The farm has a large and very well-maintained clean display of vivariums distributed along a concrete path and each display features a description of each species. It is interesting but apart from the fact that the collection is a lot larger than anywhere else, it's not all that exciting... so far.
At 14:30 on week days and 11:00 on weekends, things start to get really exciting here. Visitors are invited to take their place in a small auditorium located on the side of the zoo and a keeper will casually walk in with a large snake in his hands. After a little gasp from the audience, a doctor starts telling you a few things about the snake you are looking at, as well as the world of snakes in general. Key facts are explained in a very good English and what strikes the most is the real knowledge of, and the respect shown to the snakes. You can feel the passion in the way the doctor describes the living habits of this particular reptile and whether you should fear it or praise it for helping farmers to get rid of pests.
Snakes are to be handled with care and not abused as is unfortunately often the case in local shows. The most impressive are the cobras, always prompt to raise and adopt their unmistakable defensive posture and the sheer size of the king cobra never fails to inspire fear, respect or curiosity from the audience. The amount of snakes presented is surprising and many of them are simply beautiful, from a bright green tree snake to an amazing rainbow snake with its scales changing colour in the sunlight, a fascinating but highly venomous banded krait with yellow and black stripes and a radiated rat snake adopting its very intimidating pose.

:: Recorded information ::
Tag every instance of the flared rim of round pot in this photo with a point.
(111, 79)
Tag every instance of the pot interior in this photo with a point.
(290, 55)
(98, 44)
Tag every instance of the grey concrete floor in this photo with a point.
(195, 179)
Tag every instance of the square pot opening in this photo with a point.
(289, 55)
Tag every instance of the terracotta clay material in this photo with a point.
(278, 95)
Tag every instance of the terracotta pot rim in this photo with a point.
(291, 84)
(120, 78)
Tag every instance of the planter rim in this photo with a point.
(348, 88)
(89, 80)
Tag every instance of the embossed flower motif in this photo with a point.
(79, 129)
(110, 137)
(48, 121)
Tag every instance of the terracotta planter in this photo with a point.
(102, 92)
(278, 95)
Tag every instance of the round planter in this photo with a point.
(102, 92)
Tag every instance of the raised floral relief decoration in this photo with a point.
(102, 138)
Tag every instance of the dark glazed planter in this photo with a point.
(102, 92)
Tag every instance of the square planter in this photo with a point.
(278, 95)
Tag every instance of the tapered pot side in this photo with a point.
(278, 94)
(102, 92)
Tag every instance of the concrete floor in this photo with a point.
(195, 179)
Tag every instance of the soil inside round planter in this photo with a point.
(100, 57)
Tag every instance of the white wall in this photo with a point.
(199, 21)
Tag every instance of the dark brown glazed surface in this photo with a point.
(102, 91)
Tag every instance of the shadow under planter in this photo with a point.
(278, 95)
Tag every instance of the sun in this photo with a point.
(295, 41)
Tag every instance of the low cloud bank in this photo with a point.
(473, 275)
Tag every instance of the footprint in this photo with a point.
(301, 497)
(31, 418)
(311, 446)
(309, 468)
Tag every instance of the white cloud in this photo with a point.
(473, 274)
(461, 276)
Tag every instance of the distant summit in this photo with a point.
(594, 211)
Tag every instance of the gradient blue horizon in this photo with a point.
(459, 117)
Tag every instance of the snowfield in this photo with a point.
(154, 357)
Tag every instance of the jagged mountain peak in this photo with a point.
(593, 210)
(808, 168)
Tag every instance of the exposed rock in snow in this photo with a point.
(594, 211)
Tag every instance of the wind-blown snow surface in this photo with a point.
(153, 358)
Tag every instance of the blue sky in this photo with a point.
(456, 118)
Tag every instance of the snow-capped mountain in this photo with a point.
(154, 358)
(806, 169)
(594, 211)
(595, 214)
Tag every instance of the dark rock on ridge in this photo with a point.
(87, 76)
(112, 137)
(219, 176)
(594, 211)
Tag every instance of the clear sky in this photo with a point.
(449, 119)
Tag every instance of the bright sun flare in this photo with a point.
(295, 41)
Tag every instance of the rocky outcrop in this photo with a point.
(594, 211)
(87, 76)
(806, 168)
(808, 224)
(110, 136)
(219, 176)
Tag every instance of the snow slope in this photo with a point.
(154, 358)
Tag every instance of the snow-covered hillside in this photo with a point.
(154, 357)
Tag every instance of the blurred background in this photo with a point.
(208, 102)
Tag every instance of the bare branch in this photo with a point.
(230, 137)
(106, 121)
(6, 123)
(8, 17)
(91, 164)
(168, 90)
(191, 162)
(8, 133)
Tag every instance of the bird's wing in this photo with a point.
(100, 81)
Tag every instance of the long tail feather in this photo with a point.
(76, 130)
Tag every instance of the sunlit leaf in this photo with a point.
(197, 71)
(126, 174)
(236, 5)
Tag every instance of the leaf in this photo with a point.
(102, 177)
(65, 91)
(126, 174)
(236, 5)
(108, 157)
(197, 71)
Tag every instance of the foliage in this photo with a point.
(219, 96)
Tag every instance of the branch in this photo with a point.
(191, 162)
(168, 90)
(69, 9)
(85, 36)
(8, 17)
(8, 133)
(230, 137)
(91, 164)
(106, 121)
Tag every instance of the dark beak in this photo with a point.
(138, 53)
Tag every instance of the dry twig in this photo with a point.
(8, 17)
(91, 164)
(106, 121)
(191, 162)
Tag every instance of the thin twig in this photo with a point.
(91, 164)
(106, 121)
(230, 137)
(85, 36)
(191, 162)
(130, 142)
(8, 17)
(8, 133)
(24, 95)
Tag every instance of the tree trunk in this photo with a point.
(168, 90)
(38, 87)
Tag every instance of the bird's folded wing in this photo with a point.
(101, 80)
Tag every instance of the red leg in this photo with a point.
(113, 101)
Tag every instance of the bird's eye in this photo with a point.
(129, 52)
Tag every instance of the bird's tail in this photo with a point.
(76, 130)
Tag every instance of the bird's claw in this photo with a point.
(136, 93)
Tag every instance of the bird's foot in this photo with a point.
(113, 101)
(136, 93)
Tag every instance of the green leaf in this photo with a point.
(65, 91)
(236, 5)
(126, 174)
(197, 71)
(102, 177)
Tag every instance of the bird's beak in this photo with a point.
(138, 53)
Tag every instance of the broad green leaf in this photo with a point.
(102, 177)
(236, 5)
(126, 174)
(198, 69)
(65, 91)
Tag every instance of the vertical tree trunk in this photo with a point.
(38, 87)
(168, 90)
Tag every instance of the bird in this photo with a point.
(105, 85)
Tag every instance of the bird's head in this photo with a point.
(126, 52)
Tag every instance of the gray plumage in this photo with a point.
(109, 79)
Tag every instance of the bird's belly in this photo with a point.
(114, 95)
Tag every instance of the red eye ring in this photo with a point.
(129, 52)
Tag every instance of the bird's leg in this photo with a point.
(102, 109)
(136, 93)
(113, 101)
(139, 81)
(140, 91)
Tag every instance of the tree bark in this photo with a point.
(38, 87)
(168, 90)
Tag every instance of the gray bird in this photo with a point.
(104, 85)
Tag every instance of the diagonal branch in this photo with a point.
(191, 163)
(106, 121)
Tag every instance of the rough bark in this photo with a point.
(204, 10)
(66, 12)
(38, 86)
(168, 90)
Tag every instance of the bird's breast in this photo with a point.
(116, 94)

:: Exercise tasks ::
**A)** Locate every line in the listing that contains the word "mountain", and copy each of those lines.
**B)** Extend the description of the snake farm and its snake show, picking up right after its final sentence.

:: Task results ::
**A)**
Tag every instance of the jagged mountain peak in this photo with a point.
Tag every instance of the snow-capped mountain in this photo with a point.

**B)**
Surprisingly the audience sits or stands quite near the snake 'stage' and as the animals are brought in and out, photographers tend to come closer and closer, but the many handlers always appear vigilant and confident. Youngsters definitely love the show and when the giant albino boa constrictor is brought in, kids are always ready to be the ones to handle it... unlike the adults! Boas are actually very friendly and love to gently wrap themselves around people.
Queen Saovabha Memorial Institute also specialises in the husbandry of venomous snakes, extracting venom to produce antidote for the entire country and both the show and the snake 'milking' is a unique moment. You might even start liking them and appreciate their very own beauty after seeing this show.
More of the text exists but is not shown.